Source data
** start **

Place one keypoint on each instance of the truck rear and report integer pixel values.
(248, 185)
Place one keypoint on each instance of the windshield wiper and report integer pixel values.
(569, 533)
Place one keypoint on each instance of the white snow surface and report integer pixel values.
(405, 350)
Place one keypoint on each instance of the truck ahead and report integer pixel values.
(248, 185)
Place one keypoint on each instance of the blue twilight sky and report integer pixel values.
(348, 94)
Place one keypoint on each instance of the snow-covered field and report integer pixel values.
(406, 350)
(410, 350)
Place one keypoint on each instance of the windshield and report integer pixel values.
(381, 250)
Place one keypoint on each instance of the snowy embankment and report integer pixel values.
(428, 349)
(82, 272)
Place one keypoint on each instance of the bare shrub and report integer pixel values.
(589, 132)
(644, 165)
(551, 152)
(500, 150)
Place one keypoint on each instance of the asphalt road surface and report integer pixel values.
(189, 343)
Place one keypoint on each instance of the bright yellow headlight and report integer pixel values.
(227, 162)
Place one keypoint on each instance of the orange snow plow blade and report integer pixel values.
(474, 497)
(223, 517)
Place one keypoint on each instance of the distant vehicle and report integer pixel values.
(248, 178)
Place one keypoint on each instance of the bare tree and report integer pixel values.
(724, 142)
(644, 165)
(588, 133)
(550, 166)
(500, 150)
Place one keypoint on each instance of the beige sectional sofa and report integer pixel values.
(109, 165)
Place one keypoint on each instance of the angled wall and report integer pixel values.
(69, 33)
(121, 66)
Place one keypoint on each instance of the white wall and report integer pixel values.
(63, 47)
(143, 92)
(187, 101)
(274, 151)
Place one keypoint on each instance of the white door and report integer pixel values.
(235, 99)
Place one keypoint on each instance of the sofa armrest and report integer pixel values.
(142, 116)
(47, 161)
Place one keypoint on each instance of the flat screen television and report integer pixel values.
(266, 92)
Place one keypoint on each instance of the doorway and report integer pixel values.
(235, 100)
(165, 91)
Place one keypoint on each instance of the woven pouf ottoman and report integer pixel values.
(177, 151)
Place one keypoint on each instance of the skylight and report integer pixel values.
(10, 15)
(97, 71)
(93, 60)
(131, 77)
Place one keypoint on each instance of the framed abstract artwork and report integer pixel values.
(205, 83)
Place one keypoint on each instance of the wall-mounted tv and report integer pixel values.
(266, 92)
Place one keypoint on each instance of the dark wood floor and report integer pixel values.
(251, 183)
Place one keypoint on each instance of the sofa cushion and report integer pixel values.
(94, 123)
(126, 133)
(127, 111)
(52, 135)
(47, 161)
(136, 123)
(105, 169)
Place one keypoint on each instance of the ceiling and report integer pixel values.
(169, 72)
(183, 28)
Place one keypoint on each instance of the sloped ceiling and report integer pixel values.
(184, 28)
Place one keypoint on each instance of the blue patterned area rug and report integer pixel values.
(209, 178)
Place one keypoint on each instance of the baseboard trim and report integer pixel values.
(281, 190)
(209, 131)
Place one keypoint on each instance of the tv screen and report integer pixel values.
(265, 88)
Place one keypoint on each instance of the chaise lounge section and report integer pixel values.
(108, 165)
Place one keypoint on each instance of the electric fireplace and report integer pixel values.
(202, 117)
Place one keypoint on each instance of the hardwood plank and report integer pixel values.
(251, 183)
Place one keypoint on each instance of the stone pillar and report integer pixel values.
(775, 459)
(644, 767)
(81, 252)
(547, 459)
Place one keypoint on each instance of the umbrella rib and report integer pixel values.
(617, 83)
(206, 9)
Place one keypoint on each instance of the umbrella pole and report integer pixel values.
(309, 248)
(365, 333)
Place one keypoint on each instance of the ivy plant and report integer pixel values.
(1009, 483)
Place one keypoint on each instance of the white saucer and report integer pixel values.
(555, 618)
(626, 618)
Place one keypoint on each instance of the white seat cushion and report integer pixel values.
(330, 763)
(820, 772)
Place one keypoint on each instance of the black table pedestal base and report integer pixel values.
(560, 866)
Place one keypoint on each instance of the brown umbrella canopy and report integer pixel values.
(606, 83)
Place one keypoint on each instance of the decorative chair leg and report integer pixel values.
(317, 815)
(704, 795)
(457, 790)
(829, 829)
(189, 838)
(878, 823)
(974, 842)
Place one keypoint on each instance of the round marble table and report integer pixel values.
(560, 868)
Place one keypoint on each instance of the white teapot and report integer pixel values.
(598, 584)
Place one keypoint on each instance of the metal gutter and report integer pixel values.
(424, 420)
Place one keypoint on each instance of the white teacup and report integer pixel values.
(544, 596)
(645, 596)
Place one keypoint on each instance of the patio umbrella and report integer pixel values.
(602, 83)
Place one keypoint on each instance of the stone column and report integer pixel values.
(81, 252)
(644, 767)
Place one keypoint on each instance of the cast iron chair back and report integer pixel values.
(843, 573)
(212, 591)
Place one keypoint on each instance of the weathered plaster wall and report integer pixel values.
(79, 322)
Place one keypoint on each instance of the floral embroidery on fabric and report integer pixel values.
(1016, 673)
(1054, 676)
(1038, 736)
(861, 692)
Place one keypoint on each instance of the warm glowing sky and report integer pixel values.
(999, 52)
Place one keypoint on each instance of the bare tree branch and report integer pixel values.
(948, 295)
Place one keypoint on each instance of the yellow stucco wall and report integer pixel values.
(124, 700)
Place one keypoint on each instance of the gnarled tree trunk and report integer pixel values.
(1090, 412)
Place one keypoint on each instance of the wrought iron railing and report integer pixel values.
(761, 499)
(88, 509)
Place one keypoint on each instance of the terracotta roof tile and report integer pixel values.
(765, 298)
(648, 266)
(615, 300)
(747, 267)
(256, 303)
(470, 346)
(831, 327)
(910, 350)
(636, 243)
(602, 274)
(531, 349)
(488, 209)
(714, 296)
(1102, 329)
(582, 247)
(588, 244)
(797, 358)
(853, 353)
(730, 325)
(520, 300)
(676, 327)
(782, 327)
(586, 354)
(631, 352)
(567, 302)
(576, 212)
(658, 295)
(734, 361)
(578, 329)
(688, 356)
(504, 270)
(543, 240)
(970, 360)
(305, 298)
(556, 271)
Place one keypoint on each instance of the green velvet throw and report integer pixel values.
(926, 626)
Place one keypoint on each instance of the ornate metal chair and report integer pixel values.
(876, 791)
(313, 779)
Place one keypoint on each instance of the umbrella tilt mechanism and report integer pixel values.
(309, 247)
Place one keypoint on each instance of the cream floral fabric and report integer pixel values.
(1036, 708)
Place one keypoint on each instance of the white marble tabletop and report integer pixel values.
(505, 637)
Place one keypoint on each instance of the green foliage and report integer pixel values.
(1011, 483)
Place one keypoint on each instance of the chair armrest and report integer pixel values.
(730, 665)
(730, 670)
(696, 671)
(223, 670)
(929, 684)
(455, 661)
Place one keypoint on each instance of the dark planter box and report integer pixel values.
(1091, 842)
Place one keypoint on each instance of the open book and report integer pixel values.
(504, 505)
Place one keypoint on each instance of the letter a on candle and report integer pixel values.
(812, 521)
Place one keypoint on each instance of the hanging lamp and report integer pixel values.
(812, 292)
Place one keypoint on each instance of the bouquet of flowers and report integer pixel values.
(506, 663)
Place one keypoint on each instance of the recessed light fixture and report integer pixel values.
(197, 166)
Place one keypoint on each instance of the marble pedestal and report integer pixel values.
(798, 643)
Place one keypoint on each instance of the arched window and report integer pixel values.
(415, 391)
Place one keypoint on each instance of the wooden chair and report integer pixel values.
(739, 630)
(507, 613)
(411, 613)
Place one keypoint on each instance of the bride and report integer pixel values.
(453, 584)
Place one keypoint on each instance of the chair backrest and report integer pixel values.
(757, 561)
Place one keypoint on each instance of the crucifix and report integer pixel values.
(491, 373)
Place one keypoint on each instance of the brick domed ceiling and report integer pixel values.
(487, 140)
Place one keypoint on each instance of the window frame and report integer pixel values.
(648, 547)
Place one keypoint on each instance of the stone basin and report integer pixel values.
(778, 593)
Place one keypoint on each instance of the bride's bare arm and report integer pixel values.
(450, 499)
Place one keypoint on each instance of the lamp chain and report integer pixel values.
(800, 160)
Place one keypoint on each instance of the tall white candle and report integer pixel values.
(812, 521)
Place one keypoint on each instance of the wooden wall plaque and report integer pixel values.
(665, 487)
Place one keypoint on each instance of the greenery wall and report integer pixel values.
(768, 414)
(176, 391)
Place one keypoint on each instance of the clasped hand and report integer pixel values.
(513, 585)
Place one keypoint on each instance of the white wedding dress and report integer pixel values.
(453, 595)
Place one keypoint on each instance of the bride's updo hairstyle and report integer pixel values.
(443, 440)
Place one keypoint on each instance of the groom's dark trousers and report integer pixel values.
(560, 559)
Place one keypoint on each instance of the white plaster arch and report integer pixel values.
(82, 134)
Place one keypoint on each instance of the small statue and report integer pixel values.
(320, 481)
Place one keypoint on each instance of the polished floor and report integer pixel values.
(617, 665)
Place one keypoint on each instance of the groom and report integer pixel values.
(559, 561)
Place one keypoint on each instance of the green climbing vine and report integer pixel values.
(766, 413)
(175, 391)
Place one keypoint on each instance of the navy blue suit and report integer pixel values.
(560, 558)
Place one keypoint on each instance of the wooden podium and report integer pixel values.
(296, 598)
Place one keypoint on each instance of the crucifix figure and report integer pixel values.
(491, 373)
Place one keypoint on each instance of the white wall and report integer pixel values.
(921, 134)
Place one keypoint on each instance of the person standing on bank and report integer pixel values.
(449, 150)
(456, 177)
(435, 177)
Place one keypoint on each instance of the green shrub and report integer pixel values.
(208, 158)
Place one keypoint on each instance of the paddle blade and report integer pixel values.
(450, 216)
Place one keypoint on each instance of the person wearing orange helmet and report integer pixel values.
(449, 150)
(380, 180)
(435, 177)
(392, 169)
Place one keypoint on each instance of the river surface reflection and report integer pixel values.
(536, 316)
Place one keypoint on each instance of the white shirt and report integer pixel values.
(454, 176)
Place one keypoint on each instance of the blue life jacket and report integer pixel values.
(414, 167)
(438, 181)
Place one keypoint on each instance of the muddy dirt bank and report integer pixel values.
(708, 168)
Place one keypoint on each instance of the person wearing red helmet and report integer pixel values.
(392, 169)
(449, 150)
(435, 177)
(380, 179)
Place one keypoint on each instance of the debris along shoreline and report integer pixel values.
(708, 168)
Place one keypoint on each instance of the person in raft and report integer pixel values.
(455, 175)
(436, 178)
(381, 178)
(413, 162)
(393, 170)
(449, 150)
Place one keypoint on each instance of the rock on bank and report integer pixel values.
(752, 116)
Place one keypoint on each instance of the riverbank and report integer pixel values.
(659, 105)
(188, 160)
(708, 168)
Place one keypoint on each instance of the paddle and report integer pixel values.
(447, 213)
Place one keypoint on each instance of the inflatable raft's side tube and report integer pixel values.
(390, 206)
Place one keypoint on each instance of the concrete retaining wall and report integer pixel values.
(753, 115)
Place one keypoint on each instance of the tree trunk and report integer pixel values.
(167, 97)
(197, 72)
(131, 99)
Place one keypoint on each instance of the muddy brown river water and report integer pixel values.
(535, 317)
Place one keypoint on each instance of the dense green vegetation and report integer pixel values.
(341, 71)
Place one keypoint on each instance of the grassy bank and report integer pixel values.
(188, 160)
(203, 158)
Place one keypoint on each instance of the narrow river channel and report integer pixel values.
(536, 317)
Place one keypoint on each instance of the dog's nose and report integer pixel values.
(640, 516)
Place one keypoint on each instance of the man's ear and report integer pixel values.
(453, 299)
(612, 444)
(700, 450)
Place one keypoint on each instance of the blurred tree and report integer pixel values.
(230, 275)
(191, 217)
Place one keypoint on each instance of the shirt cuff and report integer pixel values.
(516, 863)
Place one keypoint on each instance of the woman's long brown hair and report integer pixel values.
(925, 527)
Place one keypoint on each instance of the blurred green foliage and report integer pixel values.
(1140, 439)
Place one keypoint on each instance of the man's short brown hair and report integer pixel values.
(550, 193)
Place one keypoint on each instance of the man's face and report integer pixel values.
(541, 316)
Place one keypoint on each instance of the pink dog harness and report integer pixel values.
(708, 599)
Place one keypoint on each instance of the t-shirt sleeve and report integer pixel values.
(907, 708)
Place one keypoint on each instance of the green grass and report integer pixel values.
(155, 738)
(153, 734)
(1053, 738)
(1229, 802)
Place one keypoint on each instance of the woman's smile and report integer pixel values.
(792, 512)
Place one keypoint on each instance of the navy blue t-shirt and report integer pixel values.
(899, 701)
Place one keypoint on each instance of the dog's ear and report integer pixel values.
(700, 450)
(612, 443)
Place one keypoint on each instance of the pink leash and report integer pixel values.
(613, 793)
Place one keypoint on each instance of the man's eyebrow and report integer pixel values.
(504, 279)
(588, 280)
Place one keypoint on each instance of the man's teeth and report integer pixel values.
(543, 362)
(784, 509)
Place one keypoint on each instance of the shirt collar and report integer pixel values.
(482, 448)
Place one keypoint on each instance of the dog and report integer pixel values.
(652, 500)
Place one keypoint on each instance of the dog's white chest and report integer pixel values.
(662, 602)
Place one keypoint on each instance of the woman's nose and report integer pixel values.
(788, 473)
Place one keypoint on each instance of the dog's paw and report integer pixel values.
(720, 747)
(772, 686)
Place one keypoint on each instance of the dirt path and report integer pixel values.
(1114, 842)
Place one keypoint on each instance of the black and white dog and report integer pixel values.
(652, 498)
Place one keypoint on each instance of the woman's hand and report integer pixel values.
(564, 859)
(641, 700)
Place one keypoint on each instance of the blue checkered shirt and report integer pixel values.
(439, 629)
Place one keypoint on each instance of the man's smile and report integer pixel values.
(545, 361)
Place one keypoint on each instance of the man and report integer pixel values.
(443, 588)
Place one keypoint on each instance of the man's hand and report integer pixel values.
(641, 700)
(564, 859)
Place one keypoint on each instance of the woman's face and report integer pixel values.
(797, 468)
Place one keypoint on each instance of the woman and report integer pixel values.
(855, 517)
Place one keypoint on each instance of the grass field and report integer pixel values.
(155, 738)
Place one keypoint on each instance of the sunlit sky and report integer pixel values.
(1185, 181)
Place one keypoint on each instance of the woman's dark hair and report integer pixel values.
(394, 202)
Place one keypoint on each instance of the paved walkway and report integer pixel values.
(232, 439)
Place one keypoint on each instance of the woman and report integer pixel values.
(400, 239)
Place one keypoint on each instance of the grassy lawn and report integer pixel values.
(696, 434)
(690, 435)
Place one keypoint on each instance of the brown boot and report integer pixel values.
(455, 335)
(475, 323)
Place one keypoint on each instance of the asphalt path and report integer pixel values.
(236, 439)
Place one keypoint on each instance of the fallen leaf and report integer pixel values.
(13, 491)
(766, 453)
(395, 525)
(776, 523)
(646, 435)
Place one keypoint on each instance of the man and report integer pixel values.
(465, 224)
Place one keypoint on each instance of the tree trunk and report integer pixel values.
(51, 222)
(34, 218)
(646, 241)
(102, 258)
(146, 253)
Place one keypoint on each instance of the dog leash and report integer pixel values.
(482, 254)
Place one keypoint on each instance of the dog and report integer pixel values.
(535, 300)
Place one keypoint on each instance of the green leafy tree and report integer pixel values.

** end **

Your goal
Copy out, word for word, the stretch of the data above that starts with the line containing "Place one keypoint on each instance of the ceiling" and ends with the line containing "(1009, 483)", keeping both of those lines.

Result of the task
Place one keypoint on each instance of the ceiling and report integer pixel values.
(169, 72)
(183, 28)
Place one keypoint on each instance of the sloped ceiling and report integer pixel values.
(184, 28)
Place one keypoint on each instance of the blue patterned area rug and report integer pixel values.
(209, 178)
Place one keypoint on each instance of the baseboard trim and report integer pixel values.
(281, 190)
(209, 131)
Place one keypoint on each instance of the tv screen and report integer pixel values.
(265, 88)
Place one keypoint on each instance of the chaise lounge section and report integer pixel values.
(108, 165)
Place one keypoint on each instance of the electric fireplace and report integer pixel values.
(202, 117)
Place one keypoint on each instance of the hardwood plank and report integer pixel values.
(251, 183)
Place one keypoint on each instance of the stone pillar and report integer pixel values.
(775, 459)
(644, 767)
(81, 252)
(547, 459)
Place one keypoint on each instance of the umbrella rib and report integer pixel values.
(617, 83)
(206, 9)
Place one keypoint on each instance of the umbrella pole and report integer pixel values.
(309, 248)
(365, 333)
Place one keypoint on each instance of the ivy plant and report integer pixel values.
(1009, 483)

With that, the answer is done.